Present every line of the items below as a numbered list, leaving out any blank lines.

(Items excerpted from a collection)
>>>
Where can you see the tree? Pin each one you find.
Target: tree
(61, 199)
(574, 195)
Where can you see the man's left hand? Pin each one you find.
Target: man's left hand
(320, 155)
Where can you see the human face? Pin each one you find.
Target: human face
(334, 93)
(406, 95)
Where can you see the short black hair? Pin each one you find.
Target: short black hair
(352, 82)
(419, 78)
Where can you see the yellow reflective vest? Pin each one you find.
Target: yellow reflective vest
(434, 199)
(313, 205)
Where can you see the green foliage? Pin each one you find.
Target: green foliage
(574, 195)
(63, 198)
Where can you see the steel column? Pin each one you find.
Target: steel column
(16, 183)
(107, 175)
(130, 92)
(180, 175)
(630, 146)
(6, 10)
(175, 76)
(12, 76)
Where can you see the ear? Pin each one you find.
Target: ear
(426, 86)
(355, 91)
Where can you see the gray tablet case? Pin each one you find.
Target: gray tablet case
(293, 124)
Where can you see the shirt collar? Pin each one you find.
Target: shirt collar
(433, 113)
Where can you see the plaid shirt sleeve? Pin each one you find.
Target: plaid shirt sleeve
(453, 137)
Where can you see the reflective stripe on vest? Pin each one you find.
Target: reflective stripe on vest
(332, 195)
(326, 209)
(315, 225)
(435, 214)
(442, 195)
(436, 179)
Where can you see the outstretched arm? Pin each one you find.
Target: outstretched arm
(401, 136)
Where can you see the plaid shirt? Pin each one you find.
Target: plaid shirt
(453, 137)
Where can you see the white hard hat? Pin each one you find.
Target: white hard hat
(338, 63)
<<<
--- Answer ---
1. Where can you see the tree? Pin each one you find.
2. Target: tree
3. (61, 199)
4. (574, 195)
5. Where can you see the man's left hand? Pin each one you find.
6. Target: man's left hand
7. (320, 155)
8. Where can you see the human face? Pin each one you find.
9. Target: human face
10. (334, 93)
11. (406, 95)
12. Where can you see the short black hair? Pin each one you find.
13. Target: short black hair
14. (352, 82)
15. (419, 78)
16. Where can you see the yellow reflective vest? Pin each one you find.
17. Target: yellow reflective vest
18. (434, 199)
19. (313, 205)
20. Where can you see the green foliage? Pin each one you find.
21. Target: green foliage
22. (574, 195)
23. (63, 198)
24. Where can you see the steel column? Pin each one you find.
25. Target: steel column
26. (16, 183)
27. (107, 175)
28. (130, 92)
29. (180, 175)
30. (630, 146)
31. (6, 10)
32. (175, 76)
33. (12, 76)
34. Where can you see the ear? Pin each one you find.
35. Target: ear
36. (426, 86)
37. (355, 91)
38. Where can you see the gray tablet case? Pin each one you find.
39. Target: gray tablet case
40. (293, 124)
41. Where can you see the shirt collar? Pin each one you find.
42. Target: shirt collar
43. (433, 113)
44. Where can you see the plaid shirt sleeve? Pin each one you find.
45. Target: plaid shirt sleeve
46. (453, 137)
47. Where can you see the reflective stripe on vest? Pin each one you find.
48. Target: reflective stripe on vest
49. (332, 195)
50. (326, 209)
51. (315, 225)
52. (435, 214)
53. (442, 195)
54. (436, 179)
55. Where can you see the outstretched arm? Pin each one you find.
56. Target: outstretched arm
57. (401, 136)
58. Where can you see the plaid shirt? Pin each one you find.
59. Target: plaid shirt
60. (453, 137)
61. Where can you see the white hard hat? Pin each one you find.
62. Target: white hard hat
63. (338, 63)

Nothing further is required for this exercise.